TRECHO DO TEXTO:
Os estudos culturais são a tendência mais forte da crítica literária contemporânea, questionando os critérios unívocos de abordagem do artefato "literário" em nome de uma multiplicidade de paradigmas críticos, caracterizados pelo diálogo com diversas áreas das ciências humanas e pela valorização da voz dos excluídos e das minorias políticas.

Sérgio Medeiros

Quem ousará afirmar, hoje, o que é literatura e o que não é literatura? Instigados por esse desafio, mais de 1.300 professores, pesquisadores e estudantes universitários se reuniram em Florianópolis (SC), no último mês de agosto, para debater os rumos da crítica e dos estudos literários no país durante o VI Congresso da Abralic (Associação Brasileira de Literatura Comparada). Teóricos importantes do Brasil, como Silviano Santiago e Roberto Schwartz, e estudiosos estrangeiros de renome, como Susan Buck-Morss e Marjorie Perloff, participaram desse evento que se prolongou por quatro dias e contou com 800 expositores.

As discussões nem sempre foram pacíficas. O próprio tema do congresso, com seu caráter interrogativo - "Literatura Comparada=Estudos Culturais?" -, ensejava desde o início o debate acalorado. Convém recordar alguns fatos, que talvez ajudem a situar melhor os estudos literários no seu "contexto atual". Os estudos estruturalistas, nos anos 60, devotaram-se, na França e alhures, à busca de um possível critério interno para definir o artefato literário. Em nome da "literariedade", isto é, da "essência" da literatura, os estudiosos se dedicaram ao levantamento e à descrição dos procedimentos formais que comprovassem a especificidade das obras do cânone ocidental. Nos anos 70, Tzvetan Todorov, já nessa época um ex-estruturalista, fez um balanço das conquistas da década anterior, que aplicara ao estudo dos objetos artísticos uma "abordagem científica", e anunciou que a oposição até então aceita (ou pressuposta) entre o texto literário e o texto não-literário deveria ser substituída por uma tipologia dos discursos.

(Registros de anotação de coordenadas)
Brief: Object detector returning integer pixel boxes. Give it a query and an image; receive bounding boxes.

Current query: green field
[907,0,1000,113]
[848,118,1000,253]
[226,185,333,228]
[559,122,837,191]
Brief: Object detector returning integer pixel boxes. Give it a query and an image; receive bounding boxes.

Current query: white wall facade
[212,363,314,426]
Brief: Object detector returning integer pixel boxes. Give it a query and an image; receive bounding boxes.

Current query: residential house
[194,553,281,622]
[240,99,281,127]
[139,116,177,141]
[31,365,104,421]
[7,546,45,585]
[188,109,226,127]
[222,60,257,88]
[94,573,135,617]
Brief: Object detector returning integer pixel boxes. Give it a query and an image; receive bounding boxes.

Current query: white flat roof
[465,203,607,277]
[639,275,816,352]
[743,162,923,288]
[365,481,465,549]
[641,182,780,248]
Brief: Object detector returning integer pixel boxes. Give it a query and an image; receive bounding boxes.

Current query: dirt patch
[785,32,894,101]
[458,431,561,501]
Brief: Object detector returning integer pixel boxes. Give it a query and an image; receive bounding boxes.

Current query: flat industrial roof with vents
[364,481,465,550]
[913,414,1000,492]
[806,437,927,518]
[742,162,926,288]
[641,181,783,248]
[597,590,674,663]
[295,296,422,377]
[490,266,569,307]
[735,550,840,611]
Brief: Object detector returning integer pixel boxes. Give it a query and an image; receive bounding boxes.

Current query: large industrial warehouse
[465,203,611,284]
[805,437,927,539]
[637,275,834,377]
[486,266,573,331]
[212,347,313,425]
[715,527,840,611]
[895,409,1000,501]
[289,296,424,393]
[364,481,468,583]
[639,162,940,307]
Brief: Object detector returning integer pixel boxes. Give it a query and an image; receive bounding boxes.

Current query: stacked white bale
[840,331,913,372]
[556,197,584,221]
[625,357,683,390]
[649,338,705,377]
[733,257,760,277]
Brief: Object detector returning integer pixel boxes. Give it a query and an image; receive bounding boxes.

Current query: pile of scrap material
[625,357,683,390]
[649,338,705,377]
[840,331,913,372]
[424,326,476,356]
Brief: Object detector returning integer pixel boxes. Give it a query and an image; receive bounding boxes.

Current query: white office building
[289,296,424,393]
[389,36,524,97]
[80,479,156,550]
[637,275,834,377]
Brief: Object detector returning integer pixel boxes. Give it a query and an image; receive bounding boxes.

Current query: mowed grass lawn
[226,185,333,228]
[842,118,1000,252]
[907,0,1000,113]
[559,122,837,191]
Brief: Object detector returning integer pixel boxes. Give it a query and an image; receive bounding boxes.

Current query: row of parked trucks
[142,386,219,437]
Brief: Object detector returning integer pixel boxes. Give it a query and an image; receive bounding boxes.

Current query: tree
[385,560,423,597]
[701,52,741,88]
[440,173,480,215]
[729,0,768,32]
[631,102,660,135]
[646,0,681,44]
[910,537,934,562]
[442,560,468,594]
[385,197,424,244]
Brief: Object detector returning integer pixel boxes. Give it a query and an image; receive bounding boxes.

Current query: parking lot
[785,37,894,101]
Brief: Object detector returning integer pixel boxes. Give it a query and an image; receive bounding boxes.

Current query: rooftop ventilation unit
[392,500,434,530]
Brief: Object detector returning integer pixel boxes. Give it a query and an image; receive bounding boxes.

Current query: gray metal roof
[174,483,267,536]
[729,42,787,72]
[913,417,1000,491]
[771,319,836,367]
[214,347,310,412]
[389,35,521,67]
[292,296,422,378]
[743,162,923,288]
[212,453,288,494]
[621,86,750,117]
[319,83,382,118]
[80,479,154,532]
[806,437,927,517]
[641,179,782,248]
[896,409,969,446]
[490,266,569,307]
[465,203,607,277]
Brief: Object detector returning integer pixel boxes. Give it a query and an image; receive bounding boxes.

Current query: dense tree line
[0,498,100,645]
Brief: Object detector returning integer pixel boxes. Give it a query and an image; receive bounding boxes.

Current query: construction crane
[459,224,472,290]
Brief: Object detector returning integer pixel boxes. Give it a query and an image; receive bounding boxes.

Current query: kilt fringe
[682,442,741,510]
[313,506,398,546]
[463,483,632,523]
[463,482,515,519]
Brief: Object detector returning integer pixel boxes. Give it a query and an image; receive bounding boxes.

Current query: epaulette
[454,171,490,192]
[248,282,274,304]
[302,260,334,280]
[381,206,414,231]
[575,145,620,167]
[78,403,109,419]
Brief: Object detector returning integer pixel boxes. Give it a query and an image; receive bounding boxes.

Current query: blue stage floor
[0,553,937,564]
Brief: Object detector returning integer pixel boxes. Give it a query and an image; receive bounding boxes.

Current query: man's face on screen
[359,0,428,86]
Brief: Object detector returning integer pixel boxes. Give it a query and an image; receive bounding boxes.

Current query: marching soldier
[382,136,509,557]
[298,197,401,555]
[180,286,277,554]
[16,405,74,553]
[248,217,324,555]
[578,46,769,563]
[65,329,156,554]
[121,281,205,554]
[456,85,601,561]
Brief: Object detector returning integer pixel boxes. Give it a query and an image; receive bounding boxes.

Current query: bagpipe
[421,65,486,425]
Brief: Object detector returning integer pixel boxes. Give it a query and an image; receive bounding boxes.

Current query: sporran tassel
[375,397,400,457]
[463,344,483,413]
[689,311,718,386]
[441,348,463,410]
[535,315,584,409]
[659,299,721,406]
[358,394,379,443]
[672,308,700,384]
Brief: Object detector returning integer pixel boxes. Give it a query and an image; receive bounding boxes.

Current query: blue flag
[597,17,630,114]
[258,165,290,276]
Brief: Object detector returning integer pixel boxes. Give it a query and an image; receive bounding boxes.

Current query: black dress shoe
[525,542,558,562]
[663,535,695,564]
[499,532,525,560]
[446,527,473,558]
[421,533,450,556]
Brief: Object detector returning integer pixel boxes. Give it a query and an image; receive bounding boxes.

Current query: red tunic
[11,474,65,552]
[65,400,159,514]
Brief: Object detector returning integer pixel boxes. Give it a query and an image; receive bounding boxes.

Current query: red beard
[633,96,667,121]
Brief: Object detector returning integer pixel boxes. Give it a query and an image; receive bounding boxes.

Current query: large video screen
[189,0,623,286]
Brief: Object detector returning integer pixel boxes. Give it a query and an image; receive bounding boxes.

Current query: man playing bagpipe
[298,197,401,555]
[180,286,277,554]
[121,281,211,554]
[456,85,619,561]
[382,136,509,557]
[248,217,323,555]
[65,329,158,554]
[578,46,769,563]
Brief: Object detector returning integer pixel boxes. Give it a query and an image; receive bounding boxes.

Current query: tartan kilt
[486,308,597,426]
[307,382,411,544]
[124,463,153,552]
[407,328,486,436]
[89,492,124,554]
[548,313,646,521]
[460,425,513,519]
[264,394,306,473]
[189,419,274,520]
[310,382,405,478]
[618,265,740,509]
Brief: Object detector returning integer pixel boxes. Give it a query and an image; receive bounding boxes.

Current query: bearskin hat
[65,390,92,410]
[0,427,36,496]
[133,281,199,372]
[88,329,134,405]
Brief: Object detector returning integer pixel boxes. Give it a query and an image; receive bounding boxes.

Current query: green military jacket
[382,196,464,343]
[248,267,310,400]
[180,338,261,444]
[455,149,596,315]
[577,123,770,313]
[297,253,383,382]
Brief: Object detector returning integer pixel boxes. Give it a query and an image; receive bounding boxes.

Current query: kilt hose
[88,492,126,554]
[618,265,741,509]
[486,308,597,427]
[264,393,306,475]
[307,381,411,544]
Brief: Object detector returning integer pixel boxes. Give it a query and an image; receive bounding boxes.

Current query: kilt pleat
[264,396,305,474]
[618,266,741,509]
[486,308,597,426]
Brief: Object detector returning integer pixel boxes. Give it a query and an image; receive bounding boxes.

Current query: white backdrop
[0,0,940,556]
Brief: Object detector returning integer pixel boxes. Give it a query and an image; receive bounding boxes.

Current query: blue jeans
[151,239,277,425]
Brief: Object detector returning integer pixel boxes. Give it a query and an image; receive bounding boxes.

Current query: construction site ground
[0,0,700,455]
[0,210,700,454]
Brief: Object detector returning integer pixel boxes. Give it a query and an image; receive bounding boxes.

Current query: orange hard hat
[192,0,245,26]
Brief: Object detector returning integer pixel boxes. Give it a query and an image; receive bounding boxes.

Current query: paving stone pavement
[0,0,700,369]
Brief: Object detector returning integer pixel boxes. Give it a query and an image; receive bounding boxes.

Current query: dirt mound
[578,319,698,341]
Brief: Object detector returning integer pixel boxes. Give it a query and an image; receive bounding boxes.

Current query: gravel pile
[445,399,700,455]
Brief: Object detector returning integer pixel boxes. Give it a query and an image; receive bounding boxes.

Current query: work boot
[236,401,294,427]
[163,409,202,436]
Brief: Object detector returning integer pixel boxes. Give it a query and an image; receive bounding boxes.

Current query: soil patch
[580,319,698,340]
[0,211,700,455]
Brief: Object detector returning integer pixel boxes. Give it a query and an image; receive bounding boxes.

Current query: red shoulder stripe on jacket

TAREFA A CUMPRIR: Reproduza fielmente a passagem do texto sobre os estudos culturais que começa em "Quem ousará afirmar, hoje, o" e segue até "com 800 expositores.".

RESOLUÇÃO DO PROBLEMA:
Quem ousará afirmar, hoje, o que é literatura e o que não é literatura? Instigados por esse desafio, mais de 1.300 professores, pesquisadores e estudantes universitários se reuniram em Florianópolis (SC), no último mês de agosto, para debater os rumos da crítica e dos estudos literários no país durante o VI Congresso da Abralic (Associação Brasileira de Literatura Comparada). Teóricos importantes do Brasil, como Silviano Santiago e Roberto Schwartz, e estudiosos estrangeiros de renome, como Susan Buck-Morss e Marjorie Perloff, participaram desse evento que se prolongou por quatro dias e contou com 800 expositores.